The records below should be written out again, exactly.

>> start Supplied data

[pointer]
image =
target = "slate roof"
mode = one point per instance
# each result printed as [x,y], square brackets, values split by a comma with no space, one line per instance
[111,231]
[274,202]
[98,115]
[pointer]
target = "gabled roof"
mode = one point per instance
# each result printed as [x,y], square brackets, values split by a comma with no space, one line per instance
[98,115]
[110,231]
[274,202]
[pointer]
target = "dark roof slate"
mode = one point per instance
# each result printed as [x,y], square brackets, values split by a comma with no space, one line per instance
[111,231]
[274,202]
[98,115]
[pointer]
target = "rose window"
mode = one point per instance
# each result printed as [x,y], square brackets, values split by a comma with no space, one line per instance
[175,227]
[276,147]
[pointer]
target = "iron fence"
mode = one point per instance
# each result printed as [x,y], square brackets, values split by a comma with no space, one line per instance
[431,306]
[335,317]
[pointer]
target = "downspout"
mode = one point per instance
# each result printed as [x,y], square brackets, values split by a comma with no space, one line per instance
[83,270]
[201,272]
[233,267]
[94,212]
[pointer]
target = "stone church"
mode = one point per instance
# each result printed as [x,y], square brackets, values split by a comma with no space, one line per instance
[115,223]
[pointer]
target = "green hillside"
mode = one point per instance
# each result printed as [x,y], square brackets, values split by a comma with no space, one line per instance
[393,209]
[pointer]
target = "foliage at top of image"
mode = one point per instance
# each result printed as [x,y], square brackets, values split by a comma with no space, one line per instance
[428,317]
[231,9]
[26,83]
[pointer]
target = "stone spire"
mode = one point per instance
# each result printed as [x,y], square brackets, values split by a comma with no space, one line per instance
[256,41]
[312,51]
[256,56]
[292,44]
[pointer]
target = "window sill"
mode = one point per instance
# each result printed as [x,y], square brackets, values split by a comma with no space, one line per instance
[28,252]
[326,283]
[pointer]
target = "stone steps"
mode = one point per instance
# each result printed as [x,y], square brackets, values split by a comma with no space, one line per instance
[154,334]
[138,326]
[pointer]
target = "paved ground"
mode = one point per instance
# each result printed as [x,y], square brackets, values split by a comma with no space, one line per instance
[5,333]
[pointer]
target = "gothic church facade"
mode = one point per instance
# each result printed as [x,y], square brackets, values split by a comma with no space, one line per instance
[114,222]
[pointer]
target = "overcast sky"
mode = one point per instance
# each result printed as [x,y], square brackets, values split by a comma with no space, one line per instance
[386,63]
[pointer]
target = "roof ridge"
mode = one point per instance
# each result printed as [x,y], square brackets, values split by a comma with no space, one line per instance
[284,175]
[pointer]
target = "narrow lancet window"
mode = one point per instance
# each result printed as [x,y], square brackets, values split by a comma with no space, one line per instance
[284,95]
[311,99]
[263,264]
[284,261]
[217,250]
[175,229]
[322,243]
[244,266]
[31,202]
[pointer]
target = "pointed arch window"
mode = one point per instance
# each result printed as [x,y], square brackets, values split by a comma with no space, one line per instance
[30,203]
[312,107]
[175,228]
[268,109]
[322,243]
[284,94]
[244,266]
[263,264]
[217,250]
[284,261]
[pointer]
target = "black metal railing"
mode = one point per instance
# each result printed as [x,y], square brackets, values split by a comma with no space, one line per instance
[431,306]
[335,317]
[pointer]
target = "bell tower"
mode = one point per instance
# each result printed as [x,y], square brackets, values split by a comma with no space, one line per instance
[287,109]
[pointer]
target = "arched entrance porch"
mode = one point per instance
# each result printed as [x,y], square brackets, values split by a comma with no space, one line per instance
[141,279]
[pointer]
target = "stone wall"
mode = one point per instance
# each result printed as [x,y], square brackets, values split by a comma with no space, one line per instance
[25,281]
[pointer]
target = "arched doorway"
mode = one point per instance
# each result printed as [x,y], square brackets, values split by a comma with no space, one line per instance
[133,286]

>> end Supplied data

* **Solved exercise**:
[pointer]
image =
target = "slate roof"
mode = one point per instance
# each result printed as [x,y], square brackets, values split by a comma with no space, one line per instance
[111,231]
[274,202]
[98,115]
[pointer]
target = "gabled roof"
mode = one point per instance
# each result printed as [x,y], square brackets, values split by a comma with no space, one line per instance
[98,115]
[110,231]
[274,202]
[pointer]
target = "dark roof slate"
mode = one point per instance
# each result printed as [x,y], square brackets, values split by a comma with no space, one line per instance
[111,231]
[274,202]
[98,115]
[pointer]
target = "rose window"
mode = one point per instance
# each result printed as [x,y], square brackets, values split by a comma with no space, one line per instance
[175,227]
[276,147]
[pointer]
target = "iron fence"
mode = one point per instance
# each result printed as [x,y], square brackets, values split by a comma with no space, one line per instance
[431,306]
[335,317]
[pointer]
target = "downspout"
mode = one point per instance
# each result printed as [x,y], square brackets, values split by a comma with no space, one line per instance
[83,270]
[201,272]
[233,267]
[94,212]
[pointer]
target = "stone church"
mode = one point per instance
# each result printed as [x,y], square brackets, values split by a comma with no space, one line per instance
[115,223]
[pointer]
target = "green hillside"
mode = one point per instance
# each result printed as [x,y], square brackets, values split by a comma with no space, one line per instance
[393,209]
[pointer]
target = "foliage at top of image"
mode = one point per instance
# each result printed as [x,y], square brackets, values split by a comma with no space, one line per instance
[428,317]
[231,9]
[26,83]
[pointer]
target = "stone spire"
mode = one point per instance
# each result printed as [x,y], square brackets, values split by a comma with no space, one line per instance
[256,41]
[312,51]
[256,56]
[292,44]
[pointer]
target = "window sill"
mode = one point per instance
# each result printed as [x,y], square brackets, values split by a comma with no space, one line per instance
[28,252]
[326,283]
[pointer]
target = "stone steps"
mode = one point per instance
# each result printed as [x,y], square brackets, values split by a comma with no space, one line per instance
[154,334]
[138,326]
[pointer]
target = "paved ground"
mode = one point per instance
# each result printed as [x,y], square brackets, values split by a comma with no space, one line per instance
[5,333]
[pointer]
target = "gothic church facade"
mode = one point per instance
# each result printed as [x,y], square brackets, values split by a comma with no space, one line per instance
[114,222]
[pointer]
target = "overcast sky"
mode = one point per instance
# each result printed as [x,y], square brackets, values split by a comma with no space, one line per instance
[386,63]
[pointer]
target = "roof ridge"
mode = one point per instance
# each result printed as [x,y], square brackets, values split by a comma with no space, one line per instance
[284,175]
[pointer]
target = "narrow lancet window"
mode = one point per instance
# each result printed as [x,y], square brackets, values split by a comma with no space, one line per instance
[284,95]
[311,99]
[263,264]
[284,261]
[217,250]
[175,229]
[322,243]
[244,266]
[31,202]
[pointer]
target = "pointed arch window"
mode = one point per instance
# each result printed as [x,y], square brackets, values split by a comma with no space, one line per instance
[30,203]
[312,107]
[175,228]
[268,109]
[322,243]
[284,94]
[244,266]
[263,264]
[217,250]
[284,261]
[pointer]
target = "black metal railing"
mode = one point per instance
# each result printed as [x,y], square brackets, values split by a comma with no space, one line per instance
[431,306]
[335,317]
[pointer]
target = "bell tower"
mode = one point per instance
# each result printed as [x,y], square brackets, values split by a comma with no space, one line per instance
[287,109]
[pointer]
target = "arched entrance porch"
mode = one point per instance
# each result printed as [x,y], square brackets, values split by a comma with no space, one line per instance
[141,279]
[pointer]
target = "stone wall"
mode = one point per instance
# each result printed as [x,y], square brackets, values split by a comma with no space, one line per instance
[25,281]
[pointer]
target = "arched doorway"
mode = one point per instance
# each result printed as [x,y], square brackets, values split by a comma with no space, one line per instance
[133,286]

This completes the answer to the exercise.